§ **What the task asks**:
Could you write out the stretch of the listing from its start through the line containing "72L182 69L180 69L180" again, swapping "bird's eye" for "bird's wing", changing nothing else, and leaving out the pictures?

━━━ Task input

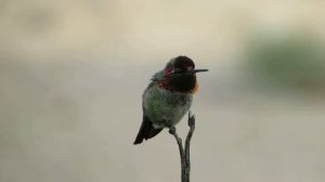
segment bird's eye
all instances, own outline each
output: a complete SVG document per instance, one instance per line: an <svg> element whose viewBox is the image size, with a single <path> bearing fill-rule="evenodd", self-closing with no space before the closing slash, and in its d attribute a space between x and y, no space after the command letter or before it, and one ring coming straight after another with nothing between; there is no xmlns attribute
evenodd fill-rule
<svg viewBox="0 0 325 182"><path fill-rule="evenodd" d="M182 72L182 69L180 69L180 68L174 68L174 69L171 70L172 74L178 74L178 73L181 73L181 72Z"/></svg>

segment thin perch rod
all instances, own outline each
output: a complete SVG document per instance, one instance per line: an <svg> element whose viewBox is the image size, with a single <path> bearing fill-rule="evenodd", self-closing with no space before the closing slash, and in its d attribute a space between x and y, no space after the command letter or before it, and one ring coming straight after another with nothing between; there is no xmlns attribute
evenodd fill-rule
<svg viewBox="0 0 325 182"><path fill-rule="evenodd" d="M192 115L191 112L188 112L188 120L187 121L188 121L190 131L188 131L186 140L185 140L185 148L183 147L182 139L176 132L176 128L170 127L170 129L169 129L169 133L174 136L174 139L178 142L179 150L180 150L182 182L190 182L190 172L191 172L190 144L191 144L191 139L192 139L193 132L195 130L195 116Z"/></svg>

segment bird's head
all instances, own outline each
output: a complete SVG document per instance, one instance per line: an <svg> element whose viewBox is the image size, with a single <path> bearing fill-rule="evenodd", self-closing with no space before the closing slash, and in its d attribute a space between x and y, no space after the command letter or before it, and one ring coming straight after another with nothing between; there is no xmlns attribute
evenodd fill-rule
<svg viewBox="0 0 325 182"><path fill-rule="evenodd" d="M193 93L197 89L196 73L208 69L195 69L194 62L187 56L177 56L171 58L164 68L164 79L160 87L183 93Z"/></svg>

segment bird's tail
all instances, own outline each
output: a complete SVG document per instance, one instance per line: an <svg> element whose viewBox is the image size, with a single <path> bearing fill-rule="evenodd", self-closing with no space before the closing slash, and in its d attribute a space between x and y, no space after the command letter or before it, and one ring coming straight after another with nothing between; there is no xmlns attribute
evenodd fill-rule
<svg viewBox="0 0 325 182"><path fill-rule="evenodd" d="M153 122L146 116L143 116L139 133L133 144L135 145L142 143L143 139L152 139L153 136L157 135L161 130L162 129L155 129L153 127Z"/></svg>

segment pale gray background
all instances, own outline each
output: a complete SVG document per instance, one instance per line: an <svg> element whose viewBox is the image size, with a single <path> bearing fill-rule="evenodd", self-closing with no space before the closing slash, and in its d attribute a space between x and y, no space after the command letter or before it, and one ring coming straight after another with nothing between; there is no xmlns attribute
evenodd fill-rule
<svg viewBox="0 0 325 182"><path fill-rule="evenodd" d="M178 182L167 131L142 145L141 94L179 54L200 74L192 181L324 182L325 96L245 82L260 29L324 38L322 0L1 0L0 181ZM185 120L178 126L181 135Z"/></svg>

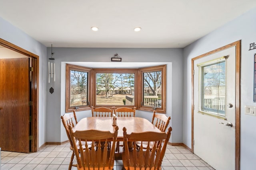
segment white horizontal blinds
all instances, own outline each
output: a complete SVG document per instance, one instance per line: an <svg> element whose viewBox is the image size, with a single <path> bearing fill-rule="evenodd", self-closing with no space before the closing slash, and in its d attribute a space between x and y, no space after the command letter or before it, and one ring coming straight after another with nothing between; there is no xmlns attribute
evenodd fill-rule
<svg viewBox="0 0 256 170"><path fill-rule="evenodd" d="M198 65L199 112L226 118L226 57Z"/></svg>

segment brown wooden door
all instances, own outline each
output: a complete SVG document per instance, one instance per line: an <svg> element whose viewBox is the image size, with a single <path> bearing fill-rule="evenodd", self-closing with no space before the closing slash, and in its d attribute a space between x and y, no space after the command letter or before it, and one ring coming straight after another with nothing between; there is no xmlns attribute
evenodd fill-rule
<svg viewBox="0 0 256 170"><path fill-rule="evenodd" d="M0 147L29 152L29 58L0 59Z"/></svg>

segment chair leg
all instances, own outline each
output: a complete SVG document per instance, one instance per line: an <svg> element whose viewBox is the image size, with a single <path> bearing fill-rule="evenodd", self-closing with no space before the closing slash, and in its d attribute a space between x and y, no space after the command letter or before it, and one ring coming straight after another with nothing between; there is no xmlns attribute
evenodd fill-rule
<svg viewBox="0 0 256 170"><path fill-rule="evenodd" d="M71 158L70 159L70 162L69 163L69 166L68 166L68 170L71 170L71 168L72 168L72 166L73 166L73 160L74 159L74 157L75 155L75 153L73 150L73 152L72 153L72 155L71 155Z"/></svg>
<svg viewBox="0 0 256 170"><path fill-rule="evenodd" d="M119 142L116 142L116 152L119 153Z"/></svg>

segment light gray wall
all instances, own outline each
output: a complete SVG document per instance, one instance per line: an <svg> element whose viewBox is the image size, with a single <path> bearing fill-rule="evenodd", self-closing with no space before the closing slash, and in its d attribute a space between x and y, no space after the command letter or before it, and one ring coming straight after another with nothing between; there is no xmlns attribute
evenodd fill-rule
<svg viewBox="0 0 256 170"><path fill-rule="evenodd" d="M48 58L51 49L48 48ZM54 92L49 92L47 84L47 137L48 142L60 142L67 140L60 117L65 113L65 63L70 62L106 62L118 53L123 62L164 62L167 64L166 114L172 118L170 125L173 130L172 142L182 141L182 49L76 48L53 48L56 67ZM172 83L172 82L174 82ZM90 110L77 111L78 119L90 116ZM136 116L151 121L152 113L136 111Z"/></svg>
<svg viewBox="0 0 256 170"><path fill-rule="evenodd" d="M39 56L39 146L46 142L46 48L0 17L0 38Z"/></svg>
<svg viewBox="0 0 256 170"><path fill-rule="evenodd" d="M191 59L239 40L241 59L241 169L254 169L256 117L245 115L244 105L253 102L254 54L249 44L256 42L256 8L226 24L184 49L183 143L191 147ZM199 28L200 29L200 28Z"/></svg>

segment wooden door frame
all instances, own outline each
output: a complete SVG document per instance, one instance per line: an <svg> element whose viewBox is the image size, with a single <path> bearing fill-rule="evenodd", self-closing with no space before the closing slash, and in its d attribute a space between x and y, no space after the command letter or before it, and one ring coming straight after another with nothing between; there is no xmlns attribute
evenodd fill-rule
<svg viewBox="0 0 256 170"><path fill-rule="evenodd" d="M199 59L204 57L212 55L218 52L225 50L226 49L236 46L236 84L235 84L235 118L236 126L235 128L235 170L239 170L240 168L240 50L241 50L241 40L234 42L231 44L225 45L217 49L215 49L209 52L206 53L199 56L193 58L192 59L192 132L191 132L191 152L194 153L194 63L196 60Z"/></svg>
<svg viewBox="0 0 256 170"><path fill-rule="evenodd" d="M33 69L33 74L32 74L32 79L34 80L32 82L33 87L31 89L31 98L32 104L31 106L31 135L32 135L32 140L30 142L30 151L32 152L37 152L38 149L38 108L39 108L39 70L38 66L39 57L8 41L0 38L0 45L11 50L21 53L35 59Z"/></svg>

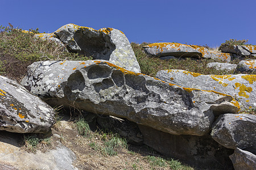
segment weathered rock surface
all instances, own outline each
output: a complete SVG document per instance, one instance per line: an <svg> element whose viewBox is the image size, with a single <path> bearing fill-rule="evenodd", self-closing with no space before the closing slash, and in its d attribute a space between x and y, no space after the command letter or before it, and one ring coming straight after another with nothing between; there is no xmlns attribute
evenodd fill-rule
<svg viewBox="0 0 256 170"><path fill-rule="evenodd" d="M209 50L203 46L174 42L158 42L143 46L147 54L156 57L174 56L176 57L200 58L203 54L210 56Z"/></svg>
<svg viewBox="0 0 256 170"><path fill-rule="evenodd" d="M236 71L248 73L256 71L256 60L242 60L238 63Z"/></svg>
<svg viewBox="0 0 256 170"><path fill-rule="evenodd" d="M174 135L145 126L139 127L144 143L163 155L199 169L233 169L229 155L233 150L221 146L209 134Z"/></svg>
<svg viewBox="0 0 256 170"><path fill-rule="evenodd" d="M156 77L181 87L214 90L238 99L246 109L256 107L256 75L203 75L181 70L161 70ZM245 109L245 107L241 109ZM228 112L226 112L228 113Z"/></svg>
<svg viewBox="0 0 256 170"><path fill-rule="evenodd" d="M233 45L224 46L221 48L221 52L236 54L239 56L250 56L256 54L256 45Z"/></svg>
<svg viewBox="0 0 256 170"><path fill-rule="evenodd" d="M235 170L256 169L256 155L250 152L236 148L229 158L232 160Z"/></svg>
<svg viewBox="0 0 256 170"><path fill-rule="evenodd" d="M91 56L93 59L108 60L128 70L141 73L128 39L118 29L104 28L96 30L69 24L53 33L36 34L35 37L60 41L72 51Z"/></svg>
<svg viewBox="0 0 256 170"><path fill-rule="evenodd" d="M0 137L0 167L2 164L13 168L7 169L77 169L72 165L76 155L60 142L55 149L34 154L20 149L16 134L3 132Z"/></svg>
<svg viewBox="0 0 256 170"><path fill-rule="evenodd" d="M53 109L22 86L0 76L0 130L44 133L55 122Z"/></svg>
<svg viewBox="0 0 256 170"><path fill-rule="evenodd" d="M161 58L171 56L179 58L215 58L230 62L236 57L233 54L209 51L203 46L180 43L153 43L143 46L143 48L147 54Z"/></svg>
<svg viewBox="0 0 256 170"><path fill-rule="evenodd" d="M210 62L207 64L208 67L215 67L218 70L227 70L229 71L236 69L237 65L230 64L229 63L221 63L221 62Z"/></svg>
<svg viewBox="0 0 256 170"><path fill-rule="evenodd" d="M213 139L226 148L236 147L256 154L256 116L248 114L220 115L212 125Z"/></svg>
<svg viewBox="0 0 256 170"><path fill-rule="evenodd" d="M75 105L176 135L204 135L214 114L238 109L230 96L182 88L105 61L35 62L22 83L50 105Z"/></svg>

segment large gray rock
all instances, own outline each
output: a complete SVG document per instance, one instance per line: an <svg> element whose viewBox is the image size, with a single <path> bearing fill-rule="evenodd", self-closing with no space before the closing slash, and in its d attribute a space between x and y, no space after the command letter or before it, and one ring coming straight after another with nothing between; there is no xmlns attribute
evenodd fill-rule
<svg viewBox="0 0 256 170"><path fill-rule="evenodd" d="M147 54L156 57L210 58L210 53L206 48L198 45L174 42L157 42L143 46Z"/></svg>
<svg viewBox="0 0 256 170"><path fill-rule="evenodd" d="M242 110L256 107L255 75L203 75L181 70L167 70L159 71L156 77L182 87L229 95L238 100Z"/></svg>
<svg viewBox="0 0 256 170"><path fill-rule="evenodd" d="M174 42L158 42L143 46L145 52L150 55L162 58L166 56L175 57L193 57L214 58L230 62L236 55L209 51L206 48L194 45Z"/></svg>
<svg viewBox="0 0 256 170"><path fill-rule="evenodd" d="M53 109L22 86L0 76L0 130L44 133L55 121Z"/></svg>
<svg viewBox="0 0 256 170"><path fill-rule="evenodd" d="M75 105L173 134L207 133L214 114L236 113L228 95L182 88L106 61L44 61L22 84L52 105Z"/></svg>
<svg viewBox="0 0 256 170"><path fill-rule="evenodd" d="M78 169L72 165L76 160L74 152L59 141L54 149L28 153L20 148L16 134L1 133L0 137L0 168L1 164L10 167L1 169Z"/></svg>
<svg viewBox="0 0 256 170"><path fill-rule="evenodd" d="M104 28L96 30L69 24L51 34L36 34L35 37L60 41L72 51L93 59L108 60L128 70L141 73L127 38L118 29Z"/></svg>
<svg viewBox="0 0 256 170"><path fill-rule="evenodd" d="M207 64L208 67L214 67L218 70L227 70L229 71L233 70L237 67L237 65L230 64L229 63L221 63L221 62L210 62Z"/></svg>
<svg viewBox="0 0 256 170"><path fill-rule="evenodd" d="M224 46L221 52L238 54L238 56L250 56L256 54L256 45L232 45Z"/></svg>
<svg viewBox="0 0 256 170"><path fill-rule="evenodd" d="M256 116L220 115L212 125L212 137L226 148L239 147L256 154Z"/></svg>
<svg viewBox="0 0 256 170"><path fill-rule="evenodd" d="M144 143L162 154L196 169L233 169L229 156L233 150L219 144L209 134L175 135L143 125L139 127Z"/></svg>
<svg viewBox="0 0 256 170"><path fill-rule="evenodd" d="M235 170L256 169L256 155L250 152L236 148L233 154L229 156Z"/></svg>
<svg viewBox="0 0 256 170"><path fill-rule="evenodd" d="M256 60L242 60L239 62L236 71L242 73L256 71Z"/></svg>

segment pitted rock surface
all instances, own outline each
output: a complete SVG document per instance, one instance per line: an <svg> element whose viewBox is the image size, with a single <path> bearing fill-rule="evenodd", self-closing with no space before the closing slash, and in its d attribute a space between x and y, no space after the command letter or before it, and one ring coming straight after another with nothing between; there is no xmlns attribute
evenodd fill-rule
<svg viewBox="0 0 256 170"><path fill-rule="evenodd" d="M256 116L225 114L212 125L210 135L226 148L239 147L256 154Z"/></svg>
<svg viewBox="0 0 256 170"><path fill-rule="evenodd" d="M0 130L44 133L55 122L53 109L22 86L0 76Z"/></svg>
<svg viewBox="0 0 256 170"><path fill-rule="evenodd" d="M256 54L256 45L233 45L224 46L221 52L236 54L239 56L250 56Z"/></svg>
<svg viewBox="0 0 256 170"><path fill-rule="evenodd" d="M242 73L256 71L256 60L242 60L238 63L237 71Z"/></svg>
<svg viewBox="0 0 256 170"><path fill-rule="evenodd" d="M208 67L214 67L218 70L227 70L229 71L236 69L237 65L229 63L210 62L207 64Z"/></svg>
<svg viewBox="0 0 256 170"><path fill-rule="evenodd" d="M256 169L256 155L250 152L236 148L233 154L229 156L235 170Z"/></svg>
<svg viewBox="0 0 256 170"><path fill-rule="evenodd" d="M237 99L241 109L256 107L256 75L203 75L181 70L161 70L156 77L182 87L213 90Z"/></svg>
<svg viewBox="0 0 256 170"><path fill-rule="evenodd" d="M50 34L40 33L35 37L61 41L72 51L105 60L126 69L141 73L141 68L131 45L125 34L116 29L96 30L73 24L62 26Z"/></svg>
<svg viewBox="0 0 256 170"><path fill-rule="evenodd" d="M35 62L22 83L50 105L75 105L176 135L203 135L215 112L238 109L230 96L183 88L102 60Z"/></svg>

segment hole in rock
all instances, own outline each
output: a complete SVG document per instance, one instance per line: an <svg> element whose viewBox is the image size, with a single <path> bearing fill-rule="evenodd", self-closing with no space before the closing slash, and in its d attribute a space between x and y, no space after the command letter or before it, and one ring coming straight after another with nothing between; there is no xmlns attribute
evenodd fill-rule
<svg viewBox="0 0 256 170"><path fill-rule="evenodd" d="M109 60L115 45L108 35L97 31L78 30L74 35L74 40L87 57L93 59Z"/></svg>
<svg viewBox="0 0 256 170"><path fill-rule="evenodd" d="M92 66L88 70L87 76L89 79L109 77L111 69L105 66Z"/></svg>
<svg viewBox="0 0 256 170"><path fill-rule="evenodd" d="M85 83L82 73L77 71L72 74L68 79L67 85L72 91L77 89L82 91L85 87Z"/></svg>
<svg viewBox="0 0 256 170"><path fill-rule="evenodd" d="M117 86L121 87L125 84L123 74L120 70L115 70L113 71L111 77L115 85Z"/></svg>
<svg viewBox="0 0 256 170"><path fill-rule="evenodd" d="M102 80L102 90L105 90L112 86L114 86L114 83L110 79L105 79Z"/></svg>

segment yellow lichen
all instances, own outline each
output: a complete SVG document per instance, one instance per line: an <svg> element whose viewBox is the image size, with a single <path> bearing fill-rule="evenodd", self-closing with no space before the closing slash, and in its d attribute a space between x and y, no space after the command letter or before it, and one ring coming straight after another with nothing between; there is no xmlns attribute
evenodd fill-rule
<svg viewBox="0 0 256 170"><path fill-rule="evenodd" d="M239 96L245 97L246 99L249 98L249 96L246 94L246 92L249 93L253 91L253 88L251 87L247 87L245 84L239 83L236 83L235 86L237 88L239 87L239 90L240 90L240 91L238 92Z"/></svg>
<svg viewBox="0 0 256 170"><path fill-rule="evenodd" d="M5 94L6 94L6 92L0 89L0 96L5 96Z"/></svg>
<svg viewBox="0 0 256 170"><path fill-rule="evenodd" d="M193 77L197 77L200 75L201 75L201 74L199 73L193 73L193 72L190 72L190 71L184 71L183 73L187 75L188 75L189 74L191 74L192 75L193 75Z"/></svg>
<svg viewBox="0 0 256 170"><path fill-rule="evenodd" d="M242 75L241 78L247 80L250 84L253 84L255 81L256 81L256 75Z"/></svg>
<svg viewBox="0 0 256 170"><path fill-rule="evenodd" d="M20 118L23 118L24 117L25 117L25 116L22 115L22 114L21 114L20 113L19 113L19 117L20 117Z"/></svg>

━━━━━━

§ **Response to the task**:
segment bird's wing
all instances, own outline each
output: a complete SVG document per instance, one instance per line: an <svg> element whose viewBox is the image size, with a single <path> bearing fill-rule="evenodd", self-closing with no space before the closing slash, and in its d attribute a space between x and y, no space after the command letter or before it, and one ring coming straight after another with nothing between; there is no xmlns attribute
evenodd fill-rule
<svg viewBox="0 0 325 182"><path fill-rule="evenodd" d="M182 72L182 69L180 69L180 68L174 68L174 69L171 70L172 74L178 74L178 73L181 73L181 72Z"/></svg>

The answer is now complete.